LIST OF TASKS ::
- A) In the text on Sun Jing, which county and commandery was he from?
- B) Write out the text on Sun Jing word for word from "Sun Jing ( 170" to "Ce's younger brother.".

DOCUMENT SECTION ::
Sun Jing ( 170 – 200s), courtesy name Youtai, was the youngest brother of the warlord Sun Jian, who lived during the late Eastern Han dynasty of China. He served as a general under Sun Ce, Sun Jian's son and successor, and later under Sun Quan, Sun Ce's younger brother.

Early life
Sun Jing was from Fuchun County, Wu Commandery, which is around present-day Fuyang District, Hangzhou, Zhejiang. He lived a quiet life at first, but he was always ardently devoted to his family. Exactly when Sun Jing joined his brother is unclear. It may have been as early as his campaign against the rebellious Xu Chang (172-174) and certainly by the time Sun Jian was tasked with helping to suppress the Yellow Turban Rebellion. Together with Xiang Qu and Zong Shi and between 500 and 600 men who served as guards, he was one of the first to join Sun Jian and they were all very close. During the Yellow Turban Rebellion, Sun Jing fought against the rebels at Yingchuan, Yangxi and Xihua and several engagements over Wan throughout 184. He then went with Sun Jian to Liang Province, where he participated in the battles at Meiyang (185) and Yuzhong (186) and did well. After the defeat of the Han forces at Yuzhong, Sun Jing followed his brother to Changsha, where he participated in Sun Jian's campaign against the bandits of southern Jing Province in 187 where once more he did well. When Sun Jian moved north to aid in the campaign to bring down Dong Zhuo in 191, Sun Jing fought in the battles at Liang, Yangren, Dagu and Luoyang. At Luoyang he was one of the first to break Dong Zhuo's lines and get into the city. This successful campaign was followed by a sudden battle against Yuan Shao's forces at Yangcheng, when Yuan Shao attacked his ally, Sun Jian, and the Sun forces had to quickly fall back from Luoyang to hold off his attack. Sun Jing was the first to arrive with reinforcements and was slowly pushing Yuan Shao's troops back when the main force under his brother arrived. The battle ended in victory for the Sun forces after they drove Yuan Shao's troops back. Sun Jing also went with Sun Jian on his last campaign against Liu Biao where Sun Jian was killed.

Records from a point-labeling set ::
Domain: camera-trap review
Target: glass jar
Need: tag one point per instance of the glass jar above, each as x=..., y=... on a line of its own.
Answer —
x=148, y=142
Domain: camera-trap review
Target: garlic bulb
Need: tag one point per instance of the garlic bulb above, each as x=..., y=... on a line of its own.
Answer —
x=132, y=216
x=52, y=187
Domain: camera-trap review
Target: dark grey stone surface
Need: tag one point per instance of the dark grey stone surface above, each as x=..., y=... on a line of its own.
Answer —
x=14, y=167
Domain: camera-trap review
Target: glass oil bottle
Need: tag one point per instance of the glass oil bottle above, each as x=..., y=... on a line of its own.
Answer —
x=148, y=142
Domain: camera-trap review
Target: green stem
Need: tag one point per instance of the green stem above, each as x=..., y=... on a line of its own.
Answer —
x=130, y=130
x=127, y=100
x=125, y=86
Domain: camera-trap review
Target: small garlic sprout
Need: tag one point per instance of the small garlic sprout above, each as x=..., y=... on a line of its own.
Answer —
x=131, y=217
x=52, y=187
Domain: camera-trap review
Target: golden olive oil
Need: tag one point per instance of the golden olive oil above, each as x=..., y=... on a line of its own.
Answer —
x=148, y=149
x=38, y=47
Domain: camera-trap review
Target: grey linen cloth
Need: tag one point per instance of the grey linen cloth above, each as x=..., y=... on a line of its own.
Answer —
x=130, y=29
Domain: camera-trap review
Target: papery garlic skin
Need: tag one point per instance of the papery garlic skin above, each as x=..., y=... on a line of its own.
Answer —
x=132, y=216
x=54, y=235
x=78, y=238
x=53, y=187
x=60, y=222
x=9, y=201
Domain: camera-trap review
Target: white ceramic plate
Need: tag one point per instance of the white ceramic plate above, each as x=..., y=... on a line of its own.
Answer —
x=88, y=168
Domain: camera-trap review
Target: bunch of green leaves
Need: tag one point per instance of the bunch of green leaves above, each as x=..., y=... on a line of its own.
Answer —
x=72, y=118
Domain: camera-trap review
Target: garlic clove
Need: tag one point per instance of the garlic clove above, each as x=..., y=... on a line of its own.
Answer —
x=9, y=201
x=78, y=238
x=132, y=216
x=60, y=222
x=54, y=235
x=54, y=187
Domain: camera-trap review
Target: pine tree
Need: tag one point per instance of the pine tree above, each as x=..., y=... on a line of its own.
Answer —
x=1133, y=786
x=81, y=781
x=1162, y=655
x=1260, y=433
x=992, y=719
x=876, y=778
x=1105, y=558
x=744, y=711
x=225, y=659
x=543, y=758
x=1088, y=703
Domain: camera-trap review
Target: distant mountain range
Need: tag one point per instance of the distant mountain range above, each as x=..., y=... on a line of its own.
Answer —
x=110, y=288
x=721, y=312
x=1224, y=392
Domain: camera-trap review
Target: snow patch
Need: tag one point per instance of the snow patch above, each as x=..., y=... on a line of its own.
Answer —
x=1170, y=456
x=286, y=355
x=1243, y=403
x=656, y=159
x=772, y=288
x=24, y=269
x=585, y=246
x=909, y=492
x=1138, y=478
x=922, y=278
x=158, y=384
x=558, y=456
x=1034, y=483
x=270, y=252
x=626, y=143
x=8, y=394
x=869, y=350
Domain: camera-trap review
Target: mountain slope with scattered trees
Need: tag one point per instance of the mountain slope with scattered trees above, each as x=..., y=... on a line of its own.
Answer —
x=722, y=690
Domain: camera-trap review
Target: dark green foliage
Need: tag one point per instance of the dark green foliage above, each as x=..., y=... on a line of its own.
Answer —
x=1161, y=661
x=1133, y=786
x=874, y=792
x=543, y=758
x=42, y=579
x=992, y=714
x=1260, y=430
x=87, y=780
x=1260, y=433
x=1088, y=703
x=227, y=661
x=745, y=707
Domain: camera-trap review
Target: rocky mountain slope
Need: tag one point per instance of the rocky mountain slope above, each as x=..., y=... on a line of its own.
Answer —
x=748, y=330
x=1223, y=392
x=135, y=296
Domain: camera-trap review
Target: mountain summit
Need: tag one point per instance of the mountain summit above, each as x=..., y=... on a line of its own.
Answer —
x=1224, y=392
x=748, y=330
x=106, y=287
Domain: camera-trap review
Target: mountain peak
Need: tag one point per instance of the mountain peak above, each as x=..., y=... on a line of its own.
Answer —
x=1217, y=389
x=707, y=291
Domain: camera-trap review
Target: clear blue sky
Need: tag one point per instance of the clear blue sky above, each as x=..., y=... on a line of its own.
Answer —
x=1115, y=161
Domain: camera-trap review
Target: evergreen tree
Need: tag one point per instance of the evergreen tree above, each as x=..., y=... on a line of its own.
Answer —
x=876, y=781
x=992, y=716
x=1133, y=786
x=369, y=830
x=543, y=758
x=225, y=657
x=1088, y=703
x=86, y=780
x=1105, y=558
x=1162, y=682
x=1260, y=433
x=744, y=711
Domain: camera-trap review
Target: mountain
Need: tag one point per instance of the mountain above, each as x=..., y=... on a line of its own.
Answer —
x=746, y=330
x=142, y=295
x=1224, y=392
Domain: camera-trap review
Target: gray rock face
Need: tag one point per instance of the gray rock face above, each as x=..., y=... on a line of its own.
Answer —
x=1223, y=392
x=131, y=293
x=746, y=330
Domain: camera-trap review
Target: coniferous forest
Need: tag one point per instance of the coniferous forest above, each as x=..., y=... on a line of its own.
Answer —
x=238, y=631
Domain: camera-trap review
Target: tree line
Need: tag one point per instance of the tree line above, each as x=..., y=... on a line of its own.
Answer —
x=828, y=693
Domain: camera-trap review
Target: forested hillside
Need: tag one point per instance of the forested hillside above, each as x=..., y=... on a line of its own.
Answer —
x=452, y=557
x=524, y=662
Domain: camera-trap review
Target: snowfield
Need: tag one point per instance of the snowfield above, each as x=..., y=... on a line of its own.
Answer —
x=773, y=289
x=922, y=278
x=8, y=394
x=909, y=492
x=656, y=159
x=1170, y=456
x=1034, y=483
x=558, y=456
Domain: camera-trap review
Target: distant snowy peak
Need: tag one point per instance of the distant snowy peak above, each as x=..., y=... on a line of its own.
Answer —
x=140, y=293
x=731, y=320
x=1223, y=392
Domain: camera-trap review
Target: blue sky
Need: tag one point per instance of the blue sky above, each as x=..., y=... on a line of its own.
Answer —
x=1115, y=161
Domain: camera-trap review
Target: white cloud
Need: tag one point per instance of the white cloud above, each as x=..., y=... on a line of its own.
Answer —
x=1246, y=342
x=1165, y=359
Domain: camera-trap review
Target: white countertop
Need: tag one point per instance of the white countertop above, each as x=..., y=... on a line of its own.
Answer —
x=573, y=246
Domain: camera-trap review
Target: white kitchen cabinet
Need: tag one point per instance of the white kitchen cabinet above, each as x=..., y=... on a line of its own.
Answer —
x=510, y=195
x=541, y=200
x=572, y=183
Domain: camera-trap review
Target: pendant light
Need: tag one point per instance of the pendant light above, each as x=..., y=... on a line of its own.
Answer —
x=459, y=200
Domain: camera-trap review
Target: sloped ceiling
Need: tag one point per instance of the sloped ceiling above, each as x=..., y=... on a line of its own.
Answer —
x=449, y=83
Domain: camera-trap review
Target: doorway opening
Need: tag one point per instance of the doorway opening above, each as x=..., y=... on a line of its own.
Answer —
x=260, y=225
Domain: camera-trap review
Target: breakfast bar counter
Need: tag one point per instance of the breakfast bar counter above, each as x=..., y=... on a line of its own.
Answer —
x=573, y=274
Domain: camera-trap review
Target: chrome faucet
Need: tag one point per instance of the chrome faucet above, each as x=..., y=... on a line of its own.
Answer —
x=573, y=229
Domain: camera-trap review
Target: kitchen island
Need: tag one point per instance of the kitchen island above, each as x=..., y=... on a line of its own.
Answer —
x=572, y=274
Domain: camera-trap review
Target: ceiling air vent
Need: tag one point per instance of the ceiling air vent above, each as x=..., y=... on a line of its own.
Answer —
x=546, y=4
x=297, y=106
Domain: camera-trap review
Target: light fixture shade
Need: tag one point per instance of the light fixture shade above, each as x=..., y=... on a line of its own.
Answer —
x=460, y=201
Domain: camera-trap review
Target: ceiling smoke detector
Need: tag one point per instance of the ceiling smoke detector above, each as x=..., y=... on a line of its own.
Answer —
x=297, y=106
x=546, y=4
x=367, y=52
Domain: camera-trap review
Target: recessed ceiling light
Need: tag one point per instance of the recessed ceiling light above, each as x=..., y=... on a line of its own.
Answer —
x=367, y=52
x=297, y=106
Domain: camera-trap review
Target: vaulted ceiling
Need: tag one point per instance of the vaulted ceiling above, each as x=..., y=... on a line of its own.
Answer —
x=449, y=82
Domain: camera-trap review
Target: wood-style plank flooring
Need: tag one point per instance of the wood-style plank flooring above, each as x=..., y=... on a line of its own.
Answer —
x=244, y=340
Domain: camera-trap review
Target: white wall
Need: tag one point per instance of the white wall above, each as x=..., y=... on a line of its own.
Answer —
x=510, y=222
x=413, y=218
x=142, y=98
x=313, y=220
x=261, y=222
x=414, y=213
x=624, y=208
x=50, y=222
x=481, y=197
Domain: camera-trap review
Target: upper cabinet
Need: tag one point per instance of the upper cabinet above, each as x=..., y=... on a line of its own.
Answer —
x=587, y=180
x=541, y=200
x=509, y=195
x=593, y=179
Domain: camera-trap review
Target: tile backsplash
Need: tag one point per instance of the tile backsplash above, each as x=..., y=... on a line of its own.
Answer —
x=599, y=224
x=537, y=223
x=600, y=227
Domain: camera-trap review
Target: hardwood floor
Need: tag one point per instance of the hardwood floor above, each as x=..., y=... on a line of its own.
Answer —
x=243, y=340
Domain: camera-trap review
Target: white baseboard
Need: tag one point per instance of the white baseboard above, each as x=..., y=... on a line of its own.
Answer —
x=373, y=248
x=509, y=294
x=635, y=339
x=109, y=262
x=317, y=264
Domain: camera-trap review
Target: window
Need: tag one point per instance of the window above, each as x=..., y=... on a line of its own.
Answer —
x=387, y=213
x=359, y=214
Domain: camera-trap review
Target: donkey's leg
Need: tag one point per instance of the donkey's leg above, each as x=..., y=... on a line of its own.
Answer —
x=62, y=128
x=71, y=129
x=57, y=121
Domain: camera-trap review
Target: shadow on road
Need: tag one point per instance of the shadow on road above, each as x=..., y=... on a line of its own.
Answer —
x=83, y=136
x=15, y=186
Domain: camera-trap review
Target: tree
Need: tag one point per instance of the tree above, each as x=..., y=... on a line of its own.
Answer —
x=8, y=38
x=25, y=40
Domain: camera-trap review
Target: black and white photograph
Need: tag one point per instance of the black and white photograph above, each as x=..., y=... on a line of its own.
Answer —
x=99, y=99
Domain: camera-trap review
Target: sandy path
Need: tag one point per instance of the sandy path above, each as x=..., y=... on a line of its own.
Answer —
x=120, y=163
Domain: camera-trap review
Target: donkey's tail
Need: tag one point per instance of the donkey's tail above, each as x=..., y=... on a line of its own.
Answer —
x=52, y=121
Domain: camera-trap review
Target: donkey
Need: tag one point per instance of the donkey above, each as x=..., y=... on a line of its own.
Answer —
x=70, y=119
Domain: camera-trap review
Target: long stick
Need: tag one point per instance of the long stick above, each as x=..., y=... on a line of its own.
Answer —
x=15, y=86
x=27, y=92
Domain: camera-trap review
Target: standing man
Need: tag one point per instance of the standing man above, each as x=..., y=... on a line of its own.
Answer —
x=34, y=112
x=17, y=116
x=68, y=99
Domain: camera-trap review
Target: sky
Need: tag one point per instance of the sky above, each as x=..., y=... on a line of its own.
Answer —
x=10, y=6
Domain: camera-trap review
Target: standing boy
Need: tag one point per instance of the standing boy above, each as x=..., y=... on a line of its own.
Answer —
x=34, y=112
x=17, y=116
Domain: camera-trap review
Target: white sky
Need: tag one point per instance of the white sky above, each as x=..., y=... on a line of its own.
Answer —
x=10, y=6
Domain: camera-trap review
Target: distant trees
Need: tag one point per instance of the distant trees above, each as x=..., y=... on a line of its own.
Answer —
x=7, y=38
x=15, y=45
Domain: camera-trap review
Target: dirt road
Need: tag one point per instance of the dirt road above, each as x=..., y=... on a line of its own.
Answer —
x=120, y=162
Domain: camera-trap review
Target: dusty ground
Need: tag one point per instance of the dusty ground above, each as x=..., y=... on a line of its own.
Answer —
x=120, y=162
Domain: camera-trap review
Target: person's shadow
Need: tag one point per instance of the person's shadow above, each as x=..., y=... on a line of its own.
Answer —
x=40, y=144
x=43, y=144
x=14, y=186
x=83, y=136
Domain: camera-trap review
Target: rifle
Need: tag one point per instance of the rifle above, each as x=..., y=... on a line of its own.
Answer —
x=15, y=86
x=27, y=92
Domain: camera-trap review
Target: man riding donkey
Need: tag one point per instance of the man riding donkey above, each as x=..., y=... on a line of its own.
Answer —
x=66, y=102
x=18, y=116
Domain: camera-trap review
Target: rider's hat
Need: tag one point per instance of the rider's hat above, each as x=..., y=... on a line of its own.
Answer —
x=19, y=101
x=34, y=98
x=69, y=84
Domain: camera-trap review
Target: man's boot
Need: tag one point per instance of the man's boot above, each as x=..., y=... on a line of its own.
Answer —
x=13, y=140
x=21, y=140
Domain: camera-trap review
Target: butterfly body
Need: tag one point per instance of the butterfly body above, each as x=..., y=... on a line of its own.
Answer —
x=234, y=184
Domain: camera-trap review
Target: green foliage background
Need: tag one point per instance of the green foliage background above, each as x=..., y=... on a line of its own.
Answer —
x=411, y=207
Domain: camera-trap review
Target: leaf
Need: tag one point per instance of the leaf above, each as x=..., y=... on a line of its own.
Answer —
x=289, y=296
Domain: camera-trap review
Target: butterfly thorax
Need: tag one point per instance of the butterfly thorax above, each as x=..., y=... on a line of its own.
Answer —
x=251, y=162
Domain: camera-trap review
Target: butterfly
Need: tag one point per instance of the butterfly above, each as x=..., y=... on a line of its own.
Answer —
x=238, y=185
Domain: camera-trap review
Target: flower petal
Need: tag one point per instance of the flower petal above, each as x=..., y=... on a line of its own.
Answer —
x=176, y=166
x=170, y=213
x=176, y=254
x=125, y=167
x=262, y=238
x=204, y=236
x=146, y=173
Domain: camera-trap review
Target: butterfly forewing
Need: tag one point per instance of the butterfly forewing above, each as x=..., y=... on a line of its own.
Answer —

OUTPUTS IN ORDER ::
- A) Fuchun County, Wu Commandery.

- B)
Sun Jing ( 170 – 200s), courtesy name Youtai, was the youngest brother of the warlord Sun Jian, who lived during the late Eastern Han dynasty of China. He served as a general under Sun Ce, Sun Jian's son and successor, and later under Sun Quan, Sun Ce's younger brother.